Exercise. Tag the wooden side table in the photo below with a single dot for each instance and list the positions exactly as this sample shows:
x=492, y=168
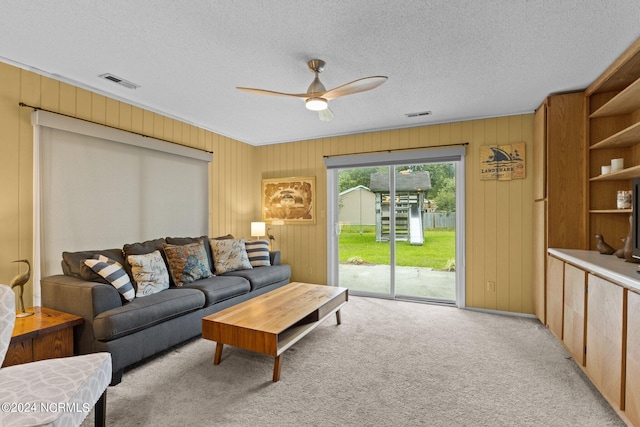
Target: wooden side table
x=45, y=335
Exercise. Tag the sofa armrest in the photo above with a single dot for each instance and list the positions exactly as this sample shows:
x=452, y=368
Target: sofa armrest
x=274, y=257
x=82, y=298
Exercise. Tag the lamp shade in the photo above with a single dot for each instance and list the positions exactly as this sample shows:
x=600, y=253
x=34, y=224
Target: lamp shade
x=316, y=104
x=258, y=229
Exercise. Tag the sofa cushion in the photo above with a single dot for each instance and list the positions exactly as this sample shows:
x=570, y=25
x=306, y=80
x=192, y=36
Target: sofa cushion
x=258, y=252
x=260, y=277
x=114, y=273
x=187, y=240
x=73, y=263
x=229, y=255
x=220, y=288
x=142, y=313
x=149, y=272
x=187, y=263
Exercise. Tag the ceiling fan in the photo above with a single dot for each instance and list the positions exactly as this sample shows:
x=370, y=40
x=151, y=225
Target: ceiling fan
x=317, y=97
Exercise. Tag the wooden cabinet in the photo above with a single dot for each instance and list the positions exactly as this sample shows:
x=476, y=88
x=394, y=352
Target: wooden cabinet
x=632, y=374
x=574, y=310
x=559, y=184
x=604, y=364
x=555, y=295
x=613, y=102
x=540, y=259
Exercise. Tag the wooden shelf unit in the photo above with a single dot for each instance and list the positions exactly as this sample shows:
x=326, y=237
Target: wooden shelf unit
x=613, y=131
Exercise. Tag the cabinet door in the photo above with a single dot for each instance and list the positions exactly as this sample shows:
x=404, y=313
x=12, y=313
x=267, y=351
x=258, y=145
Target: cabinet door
x=604, y=337
x=632, y=388
x=566, y=172
x=539, y=259
x=540, y=153
x=575, y=281
x=555, y=295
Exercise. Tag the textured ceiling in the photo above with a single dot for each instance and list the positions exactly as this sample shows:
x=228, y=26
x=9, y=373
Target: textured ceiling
x=460, y=59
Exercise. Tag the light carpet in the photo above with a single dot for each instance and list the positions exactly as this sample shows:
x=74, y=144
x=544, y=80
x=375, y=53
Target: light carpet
x=390, y=363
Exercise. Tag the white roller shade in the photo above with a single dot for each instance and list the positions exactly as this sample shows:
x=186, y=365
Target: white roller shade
x=97, y=193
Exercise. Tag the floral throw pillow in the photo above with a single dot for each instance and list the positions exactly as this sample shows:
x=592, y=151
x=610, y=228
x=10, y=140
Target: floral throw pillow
x=187, y=263
x=229, y=255
x=149, y=272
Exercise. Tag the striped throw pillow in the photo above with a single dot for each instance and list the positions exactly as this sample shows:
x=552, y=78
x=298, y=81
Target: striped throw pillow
x=258, y=252
x=113, y=272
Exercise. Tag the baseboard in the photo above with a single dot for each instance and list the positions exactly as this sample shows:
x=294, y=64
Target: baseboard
x=503, y=313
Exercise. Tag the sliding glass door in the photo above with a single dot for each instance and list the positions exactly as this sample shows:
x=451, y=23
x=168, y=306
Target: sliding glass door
x=395, y=230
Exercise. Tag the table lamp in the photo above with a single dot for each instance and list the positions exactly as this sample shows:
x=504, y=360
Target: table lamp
x=258, y=229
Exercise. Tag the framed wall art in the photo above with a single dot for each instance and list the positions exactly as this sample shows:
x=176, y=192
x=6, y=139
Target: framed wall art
x=292, y=200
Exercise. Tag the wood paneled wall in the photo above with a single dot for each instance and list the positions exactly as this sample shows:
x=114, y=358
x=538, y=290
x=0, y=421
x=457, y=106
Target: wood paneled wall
x=499, y=214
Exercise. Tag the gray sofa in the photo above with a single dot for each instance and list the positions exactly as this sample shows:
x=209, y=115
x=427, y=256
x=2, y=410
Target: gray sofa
x=132, y=331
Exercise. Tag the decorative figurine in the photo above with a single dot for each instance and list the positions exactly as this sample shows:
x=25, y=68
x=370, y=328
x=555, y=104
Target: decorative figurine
x=602, y=246
x=20, y=281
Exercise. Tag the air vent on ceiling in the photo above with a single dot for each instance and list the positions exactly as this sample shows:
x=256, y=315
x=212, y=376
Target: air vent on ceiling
x=121, y=82
x=418, y=114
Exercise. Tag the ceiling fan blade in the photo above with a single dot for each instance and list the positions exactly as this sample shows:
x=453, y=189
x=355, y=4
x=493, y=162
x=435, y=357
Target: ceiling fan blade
x=360, y=85
x=272, y=92
x=325, y=115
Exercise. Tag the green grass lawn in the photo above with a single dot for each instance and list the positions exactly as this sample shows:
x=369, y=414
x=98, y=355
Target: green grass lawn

# GIVEN INSTRUCTION
Rewrite the records from the beginning through the line containing "x=45, y=335", swapping "wooden side table" for "wooden end table" and changing nothing else, and leave the pictures out.

# WRITTEN RESPONSE
Exercise. Tag the wooden end table in the photo below with a single dot for each instance and list the positions exactly as this sample shows:
x=492, y=168
Target: wooden end table
x=45, y=335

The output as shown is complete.